# Start of Exercise data
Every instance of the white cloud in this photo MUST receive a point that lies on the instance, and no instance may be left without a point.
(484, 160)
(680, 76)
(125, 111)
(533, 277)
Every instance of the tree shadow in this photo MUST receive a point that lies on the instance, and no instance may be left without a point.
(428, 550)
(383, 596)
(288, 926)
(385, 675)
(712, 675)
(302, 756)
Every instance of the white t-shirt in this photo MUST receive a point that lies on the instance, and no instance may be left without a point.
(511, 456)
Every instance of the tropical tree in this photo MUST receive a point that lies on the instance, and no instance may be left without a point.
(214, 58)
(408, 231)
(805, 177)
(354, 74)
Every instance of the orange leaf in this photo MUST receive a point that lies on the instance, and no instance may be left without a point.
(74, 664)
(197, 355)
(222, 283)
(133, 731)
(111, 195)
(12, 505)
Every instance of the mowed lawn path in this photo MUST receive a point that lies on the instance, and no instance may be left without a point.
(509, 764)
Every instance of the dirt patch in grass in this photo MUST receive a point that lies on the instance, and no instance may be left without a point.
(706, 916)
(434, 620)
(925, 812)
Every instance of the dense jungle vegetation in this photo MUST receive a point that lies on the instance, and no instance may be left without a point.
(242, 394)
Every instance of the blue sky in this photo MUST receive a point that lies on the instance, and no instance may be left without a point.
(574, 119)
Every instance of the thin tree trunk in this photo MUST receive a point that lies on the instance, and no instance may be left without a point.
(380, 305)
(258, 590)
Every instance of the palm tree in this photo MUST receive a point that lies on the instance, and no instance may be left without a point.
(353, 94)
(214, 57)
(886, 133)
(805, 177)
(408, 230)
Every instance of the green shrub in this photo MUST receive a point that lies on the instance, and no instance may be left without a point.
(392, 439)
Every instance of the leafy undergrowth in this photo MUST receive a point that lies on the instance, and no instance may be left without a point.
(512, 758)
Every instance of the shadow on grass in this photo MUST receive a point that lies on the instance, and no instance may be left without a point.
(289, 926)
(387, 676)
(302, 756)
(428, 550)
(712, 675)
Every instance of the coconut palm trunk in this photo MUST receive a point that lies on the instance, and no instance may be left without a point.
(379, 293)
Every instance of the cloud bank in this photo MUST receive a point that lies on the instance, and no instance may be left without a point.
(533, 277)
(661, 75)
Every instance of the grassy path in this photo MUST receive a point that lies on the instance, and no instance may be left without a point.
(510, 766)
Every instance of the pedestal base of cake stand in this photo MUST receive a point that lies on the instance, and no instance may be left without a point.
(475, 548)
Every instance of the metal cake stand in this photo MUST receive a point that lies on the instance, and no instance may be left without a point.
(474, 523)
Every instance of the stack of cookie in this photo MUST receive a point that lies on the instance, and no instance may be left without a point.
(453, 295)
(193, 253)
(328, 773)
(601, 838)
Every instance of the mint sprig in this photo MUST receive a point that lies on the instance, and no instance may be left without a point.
# End of Exercise data
Reproduce the full listing word for word.

Every instance of the white cloud in this photo MUST receive a point that lies on the instance, and no instance may be left without a point.
(484, 160)
(680, 76)
(125, 111)
(533, 277)
Every instance of the tree shadow in this photo MUST receive a point that lies on the instance, and no instance may be left without a point.
(428, 550)
(383, 596)
(288, 926)
(385, 675)
(712, 675)
(302, 756)
Every instance of the white t-shirt in this photo MUST receive a point that lies on the instance, and no instance may be left without a point.
(511, 456)
Every instance of the tropical tree in this photo MUST receive a point that lies on the instance, and no instance may be left without a point.
(214, 58)
(408, 231)
(805, 177)
(354, 74)
Every instance of the orange leaf in this photo MUST receive a point that lies on the instance, and no instance may be left without a point.
(74, 664)
(197, 355)
(222, 283)
(133, 731)
(111, 195)
(12, 505)
Every instance of the mowed lawn path in this photo MUST receive a point that lies on the instance, and no instance may be left without a point.
(509, 764)
Every instance of the dirt patch in grass in this photo MUST receive a point that lies on the instance, and no instance may be left without a point.
(706, 916)
(434, 620)
(925, 812)
Every instance of the dense jungle vegetation in this photo MUST receive a point that lies on the instance, and no instance may be left without a point.
(242, 394)
Every instance of the blue sky in this photo MUST receive a point that lies on the instance, and no instance may be left without a point.
(574, 119)
Every instance of the thin tree trunk in this photo MUST receive a point that lies on the instance, and no instance may be left without a point.
(380, 305)
(258, 590)
Every instance of the palm tree in this photo MUST receive a point that lies on the instance, and no instance may be left without a point.
(353, 94)
(214, 57)
(886, 133)
(805, 177)
(408, 230)
Every instance of the green shrub in this photo MUST receive a point that lies on the instance, and no instance may be left without a point.
(392, 439)
Every instance of the leafy undergrowth in this photo MUST receive a point that lies on the instance, and no instance may be left without a point.
(512, 758)
Every instance of the shadow on grass in this photo MUST receive a point that lies on the instance, and no instance may be left without a point.
(289, 926)
(387, 676)
(302, 756)
(428, 550)
(712, 675)
Every instance of the coconut palm trunk in this photo MUST receive a point that lies on the instance, and no instance may be left without a point.
(379, 293)
Every instance of the cloud bank in this photo MUST receive a point that lies on the instance, and no instance may be left without a point.
(533, 277)
(661, 75)
Every instance of the grassy path in this photo MUST receive a point that lies on the instance, and no instance may be left without a point.
(510, 766)
Every instance of the pedestal base of cake stand in this photo MUST receive a point that lies on the instance, and no instance may be left without a point.
(475, 548)
Every instance of the metal cake stand in this photo MUST receive a point that lies on the instance, and no instance may be left without a point.
(474, 523)
Every instance of the stack of cookie in this photo MUST receive a point that lies on the instance, and no instance may be left without a point.
(453, 295)
(193, 253)
(328, 773)
(601, 838)
Every instance of the mint sprig in this photo MUST receive a point that lies on the instance, and no instance may be left without a point.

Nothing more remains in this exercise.